* [Excerpted data]:
--
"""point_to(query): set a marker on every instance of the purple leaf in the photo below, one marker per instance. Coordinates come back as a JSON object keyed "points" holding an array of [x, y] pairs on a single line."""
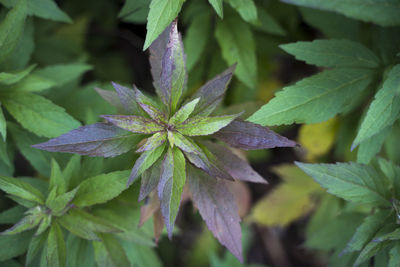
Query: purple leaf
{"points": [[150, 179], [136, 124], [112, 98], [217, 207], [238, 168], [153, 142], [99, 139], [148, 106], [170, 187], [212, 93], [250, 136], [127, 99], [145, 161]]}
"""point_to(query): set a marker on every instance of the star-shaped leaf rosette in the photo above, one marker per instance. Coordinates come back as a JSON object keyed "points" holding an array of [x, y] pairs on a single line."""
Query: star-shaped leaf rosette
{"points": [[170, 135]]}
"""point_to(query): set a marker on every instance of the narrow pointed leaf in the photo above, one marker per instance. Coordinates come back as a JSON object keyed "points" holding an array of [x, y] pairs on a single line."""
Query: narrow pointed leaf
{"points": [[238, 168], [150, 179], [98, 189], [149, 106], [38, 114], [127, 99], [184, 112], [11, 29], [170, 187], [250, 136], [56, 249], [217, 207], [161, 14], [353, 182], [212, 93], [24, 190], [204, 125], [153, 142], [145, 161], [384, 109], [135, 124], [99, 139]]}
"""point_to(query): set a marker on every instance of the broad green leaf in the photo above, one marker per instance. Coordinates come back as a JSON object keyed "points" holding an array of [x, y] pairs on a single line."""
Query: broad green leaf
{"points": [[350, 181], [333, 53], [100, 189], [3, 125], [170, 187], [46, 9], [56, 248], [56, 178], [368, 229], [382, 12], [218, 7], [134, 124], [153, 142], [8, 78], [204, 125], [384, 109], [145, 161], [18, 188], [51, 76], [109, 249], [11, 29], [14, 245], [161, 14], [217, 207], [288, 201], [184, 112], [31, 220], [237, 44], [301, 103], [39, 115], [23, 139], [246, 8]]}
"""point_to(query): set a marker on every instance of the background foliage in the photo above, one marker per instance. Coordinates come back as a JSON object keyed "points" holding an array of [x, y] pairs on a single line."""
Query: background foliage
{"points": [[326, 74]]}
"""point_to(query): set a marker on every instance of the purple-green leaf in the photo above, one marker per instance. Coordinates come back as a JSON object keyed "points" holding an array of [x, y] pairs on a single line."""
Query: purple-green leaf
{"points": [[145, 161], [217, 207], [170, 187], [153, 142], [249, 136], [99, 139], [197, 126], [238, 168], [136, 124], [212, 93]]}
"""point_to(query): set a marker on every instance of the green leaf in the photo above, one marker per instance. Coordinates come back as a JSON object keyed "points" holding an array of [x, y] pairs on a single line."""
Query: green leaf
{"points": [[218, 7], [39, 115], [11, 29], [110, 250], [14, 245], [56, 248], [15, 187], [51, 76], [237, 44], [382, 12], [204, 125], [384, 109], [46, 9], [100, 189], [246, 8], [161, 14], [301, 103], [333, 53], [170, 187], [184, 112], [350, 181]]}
--
* [Requirement]: Please repeat all of the data above word for word, leaving out the pictures.

* [Exercise solution]:
"""point_to(query): set a marker on every instance of the purple leaf in the photo below, one marker per instance. Coordinates come back as a JSON object keyed "points" holding an array of [x, y] pairs on a single line."""
Query: purple leaf
{"points": [[150, 179], [136, 124], [112, 98], [217, 207], [238, 168], [153, 142], [99, 139], [148, 106], [170, 187], [212, 93], [250, 136], [127, 99], [145, 161]]}
"""point_to(query): set a marker on every instance of the star-shaped leaf rosette in the photo above, one marker per instance. Coordinates come back as a JSON object keyed "points" holding an array of [x, y] pairs on a single line."""
Query: star-shaped leaf rosette
{"points": [[170, 135]]}
"""point_to(query): set a marker on every instance of the narrow pointed leaf in the photo above, one marker per instance. Coordinates come back as a JSON object keyed "points" holding an array of [x, y] pairs on a single line."""
Query: narrow pointed leaf
{"points": [[238, 168], [150, 179], [98, 189], [149, 106], [38, 114], [127, 99], [184, 112], [11, 29], [170, 187], [250, 136], [56, 249], [217, 207], [161, 14], [353, 182], [212, 93], [24, 190], [204, 125], [153, 142], [145, 161], [384, 109], [135, 124], [99, 139]]}
"""point_to(query): set a marker on every instance of the broad green leaf in the photo above, one marker per instance. Coordinates come back as a JSON object keyed "points" holding an array of [x, y] pairs on a single line."""
Query: broad green leaf
{"points": [[350, 181], [333, 53], [100, 189], [3, 125], [170, 187], [46, 9], [56, 248], [56, 178], [368, 229], [382, 12], [218, 7], [134, 124], [153, 142], [8, 78], [204, 125], [384, 109], [145, 161], [18, 188], [51, 76], [109, 249], [11, 29], [14, 245], [161, 14], [217, 207], [288, 201], [184, 112], [31, 220], [237, 44], [301, 103], [39, 115], [23, 139], [246, 8]]}
"""point_to(query): set a marker on every instance of the background foliage in the photo above, one marker per instance. Coordinates come back as a JSON object keyed "points" holding an array of [x, y] pairs on a single line."""
Query: background foliage
{"points": [[326, 74]]}
"""point_to(query): set a marker on every instance of the purple-green leaf in the photo above, one marker per instance. Coordinates come back as a JSON object keyed "points" holding an array of [x, y] pairs on a single line."""
Query: purple-green leaf
{"points": [[145, 161], [217, 207], [170, 187], [153, 142], [249, 136], [99, 139], [197, 126], [238, 168], [136, 124], [212, 93]]}
"""point_to(query): set a marker on every instance of the green leaf in the photo above, one marker per instance. Coordinates come back as a JSON object keyed "points" holding an array of [x, y] pairs on a single line."""
Query: green leaf
{"points": [[218, 7], [39, 115], [11, 29], [110, 250], [14, 245], [56, 248], [15, 187], [51, 76], [237, 44], [382, 12], [204, 125], [384, 109], [46, 9], [100, 189], [246, 8], [161, 14], [301, 103], [333, 53], [170, 187], [184, 112], [350, 181]]}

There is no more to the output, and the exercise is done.